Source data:
▶
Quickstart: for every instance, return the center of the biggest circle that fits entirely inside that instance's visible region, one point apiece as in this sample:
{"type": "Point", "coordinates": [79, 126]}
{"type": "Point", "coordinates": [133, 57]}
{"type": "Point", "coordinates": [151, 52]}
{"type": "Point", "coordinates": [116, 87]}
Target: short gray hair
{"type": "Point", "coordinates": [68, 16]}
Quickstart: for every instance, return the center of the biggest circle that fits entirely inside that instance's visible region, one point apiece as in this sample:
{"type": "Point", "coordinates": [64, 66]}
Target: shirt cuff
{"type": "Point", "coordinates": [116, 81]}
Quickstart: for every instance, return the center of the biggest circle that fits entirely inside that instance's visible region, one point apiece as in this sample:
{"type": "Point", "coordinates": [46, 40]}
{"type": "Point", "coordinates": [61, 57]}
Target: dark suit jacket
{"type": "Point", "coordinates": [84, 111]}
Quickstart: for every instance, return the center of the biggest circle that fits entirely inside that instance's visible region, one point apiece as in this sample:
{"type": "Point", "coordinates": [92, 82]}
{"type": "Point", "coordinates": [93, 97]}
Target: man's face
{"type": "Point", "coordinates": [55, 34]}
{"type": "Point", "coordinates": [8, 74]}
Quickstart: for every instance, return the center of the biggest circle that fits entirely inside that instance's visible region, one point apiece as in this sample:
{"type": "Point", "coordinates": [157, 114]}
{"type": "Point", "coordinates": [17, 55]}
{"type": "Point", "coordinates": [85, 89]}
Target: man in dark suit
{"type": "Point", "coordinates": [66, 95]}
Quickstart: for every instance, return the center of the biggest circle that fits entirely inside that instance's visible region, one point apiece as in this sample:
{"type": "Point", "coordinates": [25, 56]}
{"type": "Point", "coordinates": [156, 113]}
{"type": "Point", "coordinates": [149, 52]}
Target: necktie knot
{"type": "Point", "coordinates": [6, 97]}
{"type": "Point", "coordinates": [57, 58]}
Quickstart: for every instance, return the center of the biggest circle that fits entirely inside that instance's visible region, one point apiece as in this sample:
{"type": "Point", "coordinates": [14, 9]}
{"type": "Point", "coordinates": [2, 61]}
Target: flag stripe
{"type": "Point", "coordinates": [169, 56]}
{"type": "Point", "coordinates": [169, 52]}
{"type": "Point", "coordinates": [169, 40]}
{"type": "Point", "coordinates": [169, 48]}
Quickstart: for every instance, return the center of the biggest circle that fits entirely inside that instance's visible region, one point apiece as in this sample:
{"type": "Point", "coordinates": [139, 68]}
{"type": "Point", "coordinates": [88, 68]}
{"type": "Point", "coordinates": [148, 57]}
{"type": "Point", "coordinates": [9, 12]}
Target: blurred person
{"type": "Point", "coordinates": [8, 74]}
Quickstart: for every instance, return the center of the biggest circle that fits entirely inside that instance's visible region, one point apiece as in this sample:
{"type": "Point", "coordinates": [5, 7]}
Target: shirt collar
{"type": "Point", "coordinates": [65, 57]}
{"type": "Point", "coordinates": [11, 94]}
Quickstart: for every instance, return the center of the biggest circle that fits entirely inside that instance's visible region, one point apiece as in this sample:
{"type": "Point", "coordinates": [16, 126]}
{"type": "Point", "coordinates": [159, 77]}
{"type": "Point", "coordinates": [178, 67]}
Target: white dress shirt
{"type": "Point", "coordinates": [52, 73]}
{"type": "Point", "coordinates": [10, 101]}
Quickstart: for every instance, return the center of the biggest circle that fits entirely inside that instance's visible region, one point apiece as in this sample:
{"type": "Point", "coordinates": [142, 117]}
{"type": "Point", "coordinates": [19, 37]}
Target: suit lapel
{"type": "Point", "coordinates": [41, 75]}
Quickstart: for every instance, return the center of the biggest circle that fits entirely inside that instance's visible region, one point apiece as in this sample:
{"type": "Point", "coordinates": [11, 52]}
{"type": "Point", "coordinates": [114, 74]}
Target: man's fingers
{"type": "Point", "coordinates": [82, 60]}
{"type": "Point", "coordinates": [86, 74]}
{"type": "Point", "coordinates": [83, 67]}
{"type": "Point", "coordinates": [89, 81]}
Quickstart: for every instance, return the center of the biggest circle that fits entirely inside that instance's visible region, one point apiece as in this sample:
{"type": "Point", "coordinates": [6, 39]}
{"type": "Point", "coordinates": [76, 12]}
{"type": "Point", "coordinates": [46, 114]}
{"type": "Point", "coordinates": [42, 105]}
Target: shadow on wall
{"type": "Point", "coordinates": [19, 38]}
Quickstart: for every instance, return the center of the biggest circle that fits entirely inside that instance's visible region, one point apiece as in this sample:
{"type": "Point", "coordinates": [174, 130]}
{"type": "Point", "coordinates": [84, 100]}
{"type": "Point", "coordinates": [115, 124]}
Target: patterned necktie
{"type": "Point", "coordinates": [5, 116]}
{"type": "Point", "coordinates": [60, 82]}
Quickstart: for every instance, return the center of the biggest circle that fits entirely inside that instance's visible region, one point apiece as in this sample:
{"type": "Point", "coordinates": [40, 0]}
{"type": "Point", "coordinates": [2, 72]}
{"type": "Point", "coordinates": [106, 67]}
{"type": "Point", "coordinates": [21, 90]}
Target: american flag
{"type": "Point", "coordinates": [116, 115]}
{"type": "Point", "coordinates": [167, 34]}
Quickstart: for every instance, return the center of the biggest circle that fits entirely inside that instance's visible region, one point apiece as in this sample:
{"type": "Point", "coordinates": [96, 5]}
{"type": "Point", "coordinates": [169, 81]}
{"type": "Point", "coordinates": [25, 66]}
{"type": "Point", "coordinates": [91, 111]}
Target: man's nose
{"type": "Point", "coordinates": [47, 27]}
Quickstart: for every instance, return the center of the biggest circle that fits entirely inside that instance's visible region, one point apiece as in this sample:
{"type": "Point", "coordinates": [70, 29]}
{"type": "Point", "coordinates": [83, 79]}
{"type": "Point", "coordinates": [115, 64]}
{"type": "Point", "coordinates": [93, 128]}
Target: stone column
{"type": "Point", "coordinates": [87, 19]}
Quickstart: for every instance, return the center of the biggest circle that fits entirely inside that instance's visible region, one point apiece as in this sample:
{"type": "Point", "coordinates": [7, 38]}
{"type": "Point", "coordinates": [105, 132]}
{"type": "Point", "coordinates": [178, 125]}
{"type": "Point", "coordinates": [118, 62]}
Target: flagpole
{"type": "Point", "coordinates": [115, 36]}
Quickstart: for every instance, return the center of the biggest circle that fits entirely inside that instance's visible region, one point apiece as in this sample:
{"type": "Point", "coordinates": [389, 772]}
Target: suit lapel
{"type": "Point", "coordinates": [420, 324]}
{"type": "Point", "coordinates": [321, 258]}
◀
__What you are asked to do__: Word for word, write out each of the records above.

__Result below__:
Quickstart: for every instance, return the center of the biggest circle that fits entirely inside that instance's visible region, one point apiece as in this sample:
{"type": "Point", "coordinates": [79, 126]}
{"type": "Point", "coordinates": [133, 57]}
{"type": "Point", "coordinates": [151, 52]}
{"type": "Point", "coordinates": [116, 87]}
Target: short gray hair
{"type": "Point", "coordinates": [68, 16]}
Quickstart: for every instance, return the center of the biggest circle that fits entirely inside that instance's visible region, one point apiece as in this sample:
{"type": "Point", "coordinates": [64, 66]}
Target: shirt cuff
{"type": "Point", "coordinates": [116, 81]}
Quickstart: for every instance, return the center of the biggest circle that fits entirely inside that instance's visible region, one point apiece as in this sample:
{"type": "Point", "coordinates": [46, 40]}
{"type": "Point", "coordinates": [61, 57]}
Target: dark suit jacket
{"type": "Point", "coordinates": [84, 111]}
Quickstart: for every instance, return the center of the biggest circle that fits entirely inside that instance's visible region, one point apiece as in this sample:
{"type": "Point", "coordinates": [92, 82]}
{"type": "Point", "coordinates": [93, 97]}
Target: man's face
{"type": "Point", "coordinates": [55, 34]}
{"type": "Point", "coordinates": [8, 74]}
Quickstart: for every instance, return the center of the biggest circle that fits entirely inside that instance's visible region, one point apiece as in this sample:
{"type": "Point", "coordinates": [157, 114]}
{"type": "Point", "coordinates": [17, 55]}
{"type": "Point", "coordinates": [85, 89]}
Target: man in dark suit
{"type": "Point", "coordinates": [66, 95]}
Quickstart: for every instance, return the center of the biggest circle that fits entirely inside that instance's visible region, one point apiece as in this sample:
{"type": "Point", "coordinates": [25, 56]}
{"type": "Point", "coordinates": [156, 113]}
{"type": "Point", "coordinates": [149, 52]}
Target: necktie knot
{"type": "Point", "coordinates": [6, 97]}
{"type": "Point", "coordinates": [57, 58]}
Quickstart: for every instance, return the center of the biggest circle that fits entirely inside that instance's visible region, one point apiece as in this sample:
{"type": "Point", "coordinates": [14, 9]}
{"type": "Point", "coordinates": [2, 61]}
Target: flag stripe
{"type": "Point", "coordinates": [169, 56]}
{"type": "Point", "coordinates": [169, 52]}
{"type": "Point", "coordinates": [169, 40]}
{"type": "Point", "coordinates": [169, 48]}
Quickstart: for every instance, return the center of the biggest circle that fits entirely inside that instance's visible region, one point apiece as in this sample:
{"type": "Point", "coordinates": [139, 68]}
{"type": "Point", "coordinates": [88, 68]}
{"type": "Point", "coordinates": [148, 57]}
{"type": "Point", "coordinates": [9, 12]}
Target: blurred person
{"type": "Point", "coordinates": [8, 74]}
Quickstart: for every instance, return the center of the biggest circle that fits entirely inside that instance's visible region, one point apiece as in this sample:
{"type": "Point", "coordinates": [5, 7]}
Target: shirt collar
{"type": "Point", "coordinates": [65, 57]}
{"type": "Point", "coordinates": [11, 94]}
Quickstart: for every instance, return the center of the biggest circle that fits entirely inside that instance's visible region, one point apiece as in this sample:
{"type": "Point", "coordinates": [16, 126]}
{"type": "Point", "coordinates": [159, 77]}
{"type": "Point", "coordinates": [178, 67]}
Target: white dress shirt
{"type": "Point", "coordinates": [52, 73]}
{"type": "Point", "coordinates": [10, 101]}
Quickstart: for every instance, return the center of the biggest circle that fits entirely inside that instance's visible region, one point apiece as in this sample:
{"type": "Point", "coordinates": [142, 117]}
{"type": "Point", "coordinates": [19, 37]}
Target: suit lapel
{"type": "Point", "coordinates": [41, 75]}
Quickstart: for every instance, return the center of the biggest circle that fits entirely inside that instance's visible region, one point apiece as in this sample:
{"type": "Point", "coordinates": [11, 52]}
{"type": "Point", "coordinates": [114, 74]}
Target: man's fingers
{"type": "Point", "coordinates": [82, 60]}
{"type": "Point", "coordinates": [86, 74]}
{"type": "Point", "coordinates": [83, 67]}
{"type": "Point", "coordinates": [89, 81]}
Quickstart: for every instance, return the center of the biggest circle that fits entirely inside that instance's visible region, one point apiece as in this sample:
{"type": "Point", "coordinates": [6, 39]}
{"type": "Point", "coordinates": [76, 12]}
{"type": "Point", "coordinates": [46, 114]}
{"type": "Point", "coordinates": [42, 105]}
Target: shadow on wall
{"type": "Point", "coordinates": [19, 38]}
Quickstart: for every instance, return the center of the biggest circle that fits entirely inside that instance's visible region, one point apiece as in this sample:
{"type": "Point", "coordinates": [174, 130]}
{"type": "Point", "coordinates": [84, 100]}
{"type": "Point", "coordinates": [115, 124]}
Target: patterned necktie
{"type": "Point", "coordinates": [5, 116]}
{"type": "Point", "coordinates": [60, 82]}
Quickstart: for every instance, return the center of the biggest circle that fits entirely inside that instance's visible region, one point apiece as in this sample:
{"type": "Point", "coordinates": [40, 0]}
{"type": "Point", "coordinates": [2, 72]}
{"type": "Point", "coordinates": [106, 67]}
{"type": "Point", "coordinates": [21, 90]}
Target: american flag
{"type": "Point", "coordinates": [116, 115]}
{"type": "Point", "coordinates": [167, 34]}
Quickstart: for every instance, return the center of the biggest circle that fits entirely inside that instance's visible region, one point apiece as in this sample:
{"type": "Point", "coordinates": [96, 5]}
{"type": "Point", "coordinates": [169, 81]}
{"type": "Point", "coordinates": [25, 66]}
{"type": "Point", "coordinates": [91, 111]}
Target: man's nose
{"type": "Point", "coordinates": [47, 27]}
Quickstart: for every instance, return the center of the biggest circle that fits entirely inside that instance's visible region, one point apiece as in this sample:
{"type": "Point", "coordinates": [70, 29]}
{"type": "Point", "coordinates": [83, 79]}
{"type": "Point", "coordinates": [115, 64]}
{"type": "Point", "coordinates": [93, 128]}
Target: stone column
{"type": "Point", "coordinates": [87, 19]}
Quickstart: for every instance, return the center of the biggest circle that fits entirely inside that instance's visible region, one point apiece as in this sample:
{"type": "Point", "coordinates": [7, 38]}
{"type": "Point", "coordinates": [105, 132]}
{"type": "Point", "coordinates": [178, 125]}
{"type": "Point", "coordinates": [118, 62]}
Target: flagpole
{"type": "Point", "coordinates": [115, 36]}
Quickstart: for every instance, return the center of the biggest circle that fits entirely inside that instance's visible region, one point apiece as in this sample:
{"type": "Point", "coordinates": [389, 772]}
Target: suit lapel
{"type": "Point", "coordinates": [420, 324]}
{"type": "Point", "coordinates": [321, 258]}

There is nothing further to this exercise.